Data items
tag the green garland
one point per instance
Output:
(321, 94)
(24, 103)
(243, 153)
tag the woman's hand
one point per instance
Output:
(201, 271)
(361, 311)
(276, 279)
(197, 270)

* _Work task_: Print every line of the records exactly. Omit nothing.

* _Answer for this exercise_:
tag the green garland
one point per instance
Output:
(321, 94)
(24, 103)
(243, 153)
tag the woman's hand
one point per instance
Output:
(201, 271)
(361, 311)
(276, 279)
(197, 270)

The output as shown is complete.